• **Prompt**
A verbatim copy of all entries is the expected output.
+ + +
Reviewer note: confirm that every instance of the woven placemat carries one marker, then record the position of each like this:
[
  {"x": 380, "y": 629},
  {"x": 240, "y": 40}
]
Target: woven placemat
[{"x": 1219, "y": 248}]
+ + +
• **Solution to the problem**
Reviewer note: confirm that every instance of the woven placemat carries one marker, then record the position of each like this:
[
  {"x": 380, "y": 629},
  {"x": 240, "y": 40}
]
Target: woven placemat
[{"x": 1219, "y": 248}]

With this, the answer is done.